* [Exercise prompt] Lines from the one containing "the green cricket" through the end of the data below are to be transcribed exactly; leave out all others.

BEGIN Exercise data

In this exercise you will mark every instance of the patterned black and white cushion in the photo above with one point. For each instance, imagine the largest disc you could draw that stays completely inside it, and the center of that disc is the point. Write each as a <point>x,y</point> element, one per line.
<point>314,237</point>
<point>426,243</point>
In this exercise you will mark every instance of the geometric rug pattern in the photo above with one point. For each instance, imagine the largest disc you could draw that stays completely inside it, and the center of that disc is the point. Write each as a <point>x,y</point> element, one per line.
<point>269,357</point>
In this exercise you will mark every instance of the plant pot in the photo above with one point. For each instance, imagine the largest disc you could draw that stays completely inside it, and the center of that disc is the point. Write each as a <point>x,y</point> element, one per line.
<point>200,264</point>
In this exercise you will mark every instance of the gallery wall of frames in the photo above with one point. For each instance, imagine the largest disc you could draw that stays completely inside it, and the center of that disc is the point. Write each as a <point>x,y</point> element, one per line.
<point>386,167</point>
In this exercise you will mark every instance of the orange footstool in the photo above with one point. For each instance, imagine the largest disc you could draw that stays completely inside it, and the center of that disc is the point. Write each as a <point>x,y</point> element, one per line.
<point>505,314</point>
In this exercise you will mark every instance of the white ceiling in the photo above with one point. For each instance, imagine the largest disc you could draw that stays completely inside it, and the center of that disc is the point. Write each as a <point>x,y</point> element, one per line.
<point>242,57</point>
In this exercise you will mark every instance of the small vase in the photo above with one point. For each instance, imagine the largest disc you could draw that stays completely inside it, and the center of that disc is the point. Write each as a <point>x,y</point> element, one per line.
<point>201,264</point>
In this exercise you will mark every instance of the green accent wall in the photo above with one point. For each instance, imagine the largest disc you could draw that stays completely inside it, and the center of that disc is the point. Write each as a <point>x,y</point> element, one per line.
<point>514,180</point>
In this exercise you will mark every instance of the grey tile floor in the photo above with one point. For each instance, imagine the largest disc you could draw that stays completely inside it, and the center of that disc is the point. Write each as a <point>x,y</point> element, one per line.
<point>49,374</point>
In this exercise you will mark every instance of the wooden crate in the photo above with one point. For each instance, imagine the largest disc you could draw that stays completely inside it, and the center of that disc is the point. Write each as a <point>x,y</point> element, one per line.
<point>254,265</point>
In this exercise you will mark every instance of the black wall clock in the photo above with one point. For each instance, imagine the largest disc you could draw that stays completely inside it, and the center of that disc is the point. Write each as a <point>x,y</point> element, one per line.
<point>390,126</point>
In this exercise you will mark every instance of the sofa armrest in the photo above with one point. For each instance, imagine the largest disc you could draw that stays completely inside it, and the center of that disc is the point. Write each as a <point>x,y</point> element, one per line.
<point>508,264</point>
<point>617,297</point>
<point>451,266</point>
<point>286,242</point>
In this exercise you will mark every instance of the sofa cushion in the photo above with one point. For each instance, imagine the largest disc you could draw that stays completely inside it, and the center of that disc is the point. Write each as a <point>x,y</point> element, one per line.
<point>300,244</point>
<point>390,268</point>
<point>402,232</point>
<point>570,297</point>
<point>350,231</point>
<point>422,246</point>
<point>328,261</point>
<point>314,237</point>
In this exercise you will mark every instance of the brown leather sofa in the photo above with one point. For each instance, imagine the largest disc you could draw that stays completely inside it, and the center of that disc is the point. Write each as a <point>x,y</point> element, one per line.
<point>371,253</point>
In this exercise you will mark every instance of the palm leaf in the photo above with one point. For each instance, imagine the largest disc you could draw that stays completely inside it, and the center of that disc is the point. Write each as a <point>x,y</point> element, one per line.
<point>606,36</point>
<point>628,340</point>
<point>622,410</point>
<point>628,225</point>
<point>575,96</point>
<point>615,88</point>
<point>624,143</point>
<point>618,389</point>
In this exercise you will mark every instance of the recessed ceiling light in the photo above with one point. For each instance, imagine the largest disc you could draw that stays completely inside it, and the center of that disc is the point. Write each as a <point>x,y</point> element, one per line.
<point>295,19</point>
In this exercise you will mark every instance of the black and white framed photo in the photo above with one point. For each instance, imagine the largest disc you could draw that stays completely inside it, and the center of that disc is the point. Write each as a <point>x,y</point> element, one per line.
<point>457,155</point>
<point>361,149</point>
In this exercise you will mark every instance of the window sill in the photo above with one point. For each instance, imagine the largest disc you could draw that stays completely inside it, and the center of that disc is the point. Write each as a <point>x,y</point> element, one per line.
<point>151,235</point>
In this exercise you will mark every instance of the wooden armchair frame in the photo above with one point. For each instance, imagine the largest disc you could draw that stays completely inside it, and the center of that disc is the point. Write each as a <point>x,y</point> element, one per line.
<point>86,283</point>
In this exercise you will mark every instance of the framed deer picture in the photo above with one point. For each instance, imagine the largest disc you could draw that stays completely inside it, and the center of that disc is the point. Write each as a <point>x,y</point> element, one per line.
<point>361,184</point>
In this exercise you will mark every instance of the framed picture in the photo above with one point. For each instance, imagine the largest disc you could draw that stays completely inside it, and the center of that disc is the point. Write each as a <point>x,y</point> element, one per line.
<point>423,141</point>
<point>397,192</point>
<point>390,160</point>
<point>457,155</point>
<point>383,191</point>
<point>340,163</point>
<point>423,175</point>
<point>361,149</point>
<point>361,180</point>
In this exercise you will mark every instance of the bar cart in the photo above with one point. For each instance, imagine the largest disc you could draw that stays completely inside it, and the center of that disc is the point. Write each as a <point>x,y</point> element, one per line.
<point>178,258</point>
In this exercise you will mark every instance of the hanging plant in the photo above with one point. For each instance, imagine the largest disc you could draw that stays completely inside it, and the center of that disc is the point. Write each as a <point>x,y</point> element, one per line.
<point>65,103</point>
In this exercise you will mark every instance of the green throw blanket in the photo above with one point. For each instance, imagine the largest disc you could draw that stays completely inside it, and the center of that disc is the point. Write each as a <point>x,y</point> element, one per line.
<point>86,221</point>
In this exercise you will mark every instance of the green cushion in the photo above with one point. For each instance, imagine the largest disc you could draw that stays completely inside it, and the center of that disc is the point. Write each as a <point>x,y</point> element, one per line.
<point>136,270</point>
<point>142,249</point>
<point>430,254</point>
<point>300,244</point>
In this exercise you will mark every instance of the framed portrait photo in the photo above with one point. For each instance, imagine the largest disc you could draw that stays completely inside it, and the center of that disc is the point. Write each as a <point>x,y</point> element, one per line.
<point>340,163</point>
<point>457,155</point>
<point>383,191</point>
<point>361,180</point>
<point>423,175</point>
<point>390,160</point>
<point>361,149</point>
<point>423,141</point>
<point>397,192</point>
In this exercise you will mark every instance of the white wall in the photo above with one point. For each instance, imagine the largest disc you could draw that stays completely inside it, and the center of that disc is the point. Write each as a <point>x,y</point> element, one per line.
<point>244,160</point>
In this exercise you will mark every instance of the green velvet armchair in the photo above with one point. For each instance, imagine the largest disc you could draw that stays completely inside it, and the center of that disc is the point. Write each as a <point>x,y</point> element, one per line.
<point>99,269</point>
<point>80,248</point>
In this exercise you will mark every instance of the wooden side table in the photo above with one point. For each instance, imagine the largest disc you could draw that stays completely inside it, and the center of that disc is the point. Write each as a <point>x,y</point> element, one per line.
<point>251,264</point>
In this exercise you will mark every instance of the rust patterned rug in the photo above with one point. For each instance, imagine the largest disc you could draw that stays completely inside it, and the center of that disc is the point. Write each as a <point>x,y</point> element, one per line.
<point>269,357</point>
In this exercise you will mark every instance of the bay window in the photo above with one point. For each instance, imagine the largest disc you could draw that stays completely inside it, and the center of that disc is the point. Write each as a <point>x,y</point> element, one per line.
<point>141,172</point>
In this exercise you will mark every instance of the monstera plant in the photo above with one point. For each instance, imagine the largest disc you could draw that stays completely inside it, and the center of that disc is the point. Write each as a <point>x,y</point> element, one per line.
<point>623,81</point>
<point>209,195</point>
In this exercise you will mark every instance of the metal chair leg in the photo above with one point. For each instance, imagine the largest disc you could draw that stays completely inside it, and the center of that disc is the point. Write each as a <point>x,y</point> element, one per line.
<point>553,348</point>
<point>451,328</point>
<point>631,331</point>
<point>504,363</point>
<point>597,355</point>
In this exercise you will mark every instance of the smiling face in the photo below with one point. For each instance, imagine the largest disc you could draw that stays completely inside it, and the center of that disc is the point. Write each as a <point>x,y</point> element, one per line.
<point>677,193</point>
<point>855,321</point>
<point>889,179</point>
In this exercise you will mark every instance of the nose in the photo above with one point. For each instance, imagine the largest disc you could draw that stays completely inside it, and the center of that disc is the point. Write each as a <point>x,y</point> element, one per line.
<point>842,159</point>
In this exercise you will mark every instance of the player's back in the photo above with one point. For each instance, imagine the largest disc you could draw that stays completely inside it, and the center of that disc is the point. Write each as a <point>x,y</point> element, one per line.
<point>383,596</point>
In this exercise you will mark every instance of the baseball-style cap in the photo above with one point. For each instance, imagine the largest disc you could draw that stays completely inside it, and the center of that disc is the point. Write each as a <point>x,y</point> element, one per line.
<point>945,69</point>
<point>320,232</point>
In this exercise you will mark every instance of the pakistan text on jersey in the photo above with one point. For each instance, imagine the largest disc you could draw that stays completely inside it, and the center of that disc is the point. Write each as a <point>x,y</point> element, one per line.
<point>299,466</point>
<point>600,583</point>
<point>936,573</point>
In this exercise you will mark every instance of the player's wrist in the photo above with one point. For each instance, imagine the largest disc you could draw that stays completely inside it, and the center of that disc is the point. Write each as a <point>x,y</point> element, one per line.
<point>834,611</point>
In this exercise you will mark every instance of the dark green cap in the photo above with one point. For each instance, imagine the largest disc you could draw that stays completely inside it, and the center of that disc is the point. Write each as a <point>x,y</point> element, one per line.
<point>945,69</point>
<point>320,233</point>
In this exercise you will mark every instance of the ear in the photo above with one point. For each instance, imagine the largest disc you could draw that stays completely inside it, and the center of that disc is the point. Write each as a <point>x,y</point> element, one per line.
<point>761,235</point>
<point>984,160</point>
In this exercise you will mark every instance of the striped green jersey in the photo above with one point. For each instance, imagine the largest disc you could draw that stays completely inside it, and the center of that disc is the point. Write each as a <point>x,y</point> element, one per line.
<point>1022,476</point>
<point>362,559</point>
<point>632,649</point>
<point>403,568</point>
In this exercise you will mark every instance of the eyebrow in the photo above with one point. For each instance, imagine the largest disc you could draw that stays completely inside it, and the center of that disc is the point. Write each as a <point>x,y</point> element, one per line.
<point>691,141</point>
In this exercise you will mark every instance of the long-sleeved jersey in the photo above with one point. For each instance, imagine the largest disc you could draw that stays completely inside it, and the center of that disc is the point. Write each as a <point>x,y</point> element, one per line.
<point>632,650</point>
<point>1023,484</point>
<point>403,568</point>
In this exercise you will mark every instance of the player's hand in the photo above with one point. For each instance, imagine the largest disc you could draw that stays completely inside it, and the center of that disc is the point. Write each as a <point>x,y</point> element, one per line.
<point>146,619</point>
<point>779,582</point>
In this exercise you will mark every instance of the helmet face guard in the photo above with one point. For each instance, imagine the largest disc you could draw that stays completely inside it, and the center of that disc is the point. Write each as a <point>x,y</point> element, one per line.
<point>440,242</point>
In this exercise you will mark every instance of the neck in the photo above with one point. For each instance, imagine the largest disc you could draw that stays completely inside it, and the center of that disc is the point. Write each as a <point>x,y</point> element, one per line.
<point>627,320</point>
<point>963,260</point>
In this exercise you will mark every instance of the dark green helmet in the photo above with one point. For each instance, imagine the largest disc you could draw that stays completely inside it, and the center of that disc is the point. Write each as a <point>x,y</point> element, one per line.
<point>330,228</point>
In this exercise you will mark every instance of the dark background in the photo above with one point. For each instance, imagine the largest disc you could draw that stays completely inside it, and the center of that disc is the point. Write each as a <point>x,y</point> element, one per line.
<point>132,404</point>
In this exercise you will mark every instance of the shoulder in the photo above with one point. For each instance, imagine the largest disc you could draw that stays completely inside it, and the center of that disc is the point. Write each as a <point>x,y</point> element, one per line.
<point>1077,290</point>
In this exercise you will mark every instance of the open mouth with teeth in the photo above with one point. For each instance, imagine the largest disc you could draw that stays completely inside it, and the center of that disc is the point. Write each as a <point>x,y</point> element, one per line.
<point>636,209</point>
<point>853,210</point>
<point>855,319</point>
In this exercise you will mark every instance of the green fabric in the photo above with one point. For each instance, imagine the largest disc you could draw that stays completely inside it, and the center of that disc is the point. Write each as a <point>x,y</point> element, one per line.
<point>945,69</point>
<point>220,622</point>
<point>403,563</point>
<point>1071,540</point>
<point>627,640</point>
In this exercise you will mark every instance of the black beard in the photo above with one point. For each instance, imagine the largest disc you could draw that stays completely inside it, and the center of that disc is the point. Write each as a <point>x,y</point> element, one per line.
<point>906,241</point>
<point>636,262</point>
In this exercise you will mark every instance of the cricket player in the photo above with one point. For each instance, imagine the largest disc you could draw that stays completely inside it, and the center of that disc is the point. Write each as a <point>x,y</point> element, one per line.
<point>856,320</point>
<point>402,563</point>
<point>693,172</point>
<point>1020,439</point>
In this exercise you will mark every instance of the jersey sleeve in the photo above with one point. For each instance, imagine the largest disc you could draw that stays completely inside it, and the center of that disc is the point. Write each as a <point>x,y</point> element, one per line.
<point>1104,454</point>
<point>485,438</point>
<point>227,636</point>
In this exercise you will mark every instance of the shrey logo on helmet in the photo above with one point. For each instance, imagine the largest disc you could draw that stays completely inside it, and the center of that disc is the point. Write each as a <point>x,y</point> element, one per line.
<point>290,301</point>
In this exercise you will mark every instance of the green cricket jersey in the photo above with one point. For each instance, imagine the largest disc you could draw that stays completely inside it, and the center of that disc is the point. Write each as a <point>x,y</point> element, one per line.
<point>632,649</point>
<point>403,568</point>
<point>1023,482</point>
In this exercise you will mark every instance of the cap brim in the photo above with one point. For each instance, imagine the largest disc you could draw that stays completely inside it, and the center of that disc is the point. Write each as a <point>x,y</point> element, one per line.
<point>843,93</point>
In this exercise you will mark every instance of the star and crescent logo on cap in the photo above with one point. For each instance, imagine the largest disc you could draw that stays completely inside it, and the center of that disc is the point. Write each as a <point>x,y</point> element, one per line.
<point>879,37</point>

END Exercise data

* [Answer to the exercise]
In this exercise you will mark every instance of the green cricket jersey in the photo above with one point. For each instance, imagine the largest disc you could draw that stays completely inside it, and the center of that disc is the point. Write each as a <point>x,y</point> element, one per line.
<point>632,649</point>
<point>403,568</point>
<point>1023,482</point>
In this exercise you will mark every instance of the cap brim in the photo above with one point. For each instance, imagine the largest disc you could draw that stays completely inside it, and the center of that disc is the point. Write each as a <point>x,y</point> element, one per line.
<point>843,93</point>
In this exercise you will mark every instance of the star and crescent logo on cap in the photo above with one point. For each instance, imagine the largest disc you could draw that stays completely inside it, and the center of that disc is the point. Write each as a <point>x,y</point> element, one per line.
<point>879,37</point>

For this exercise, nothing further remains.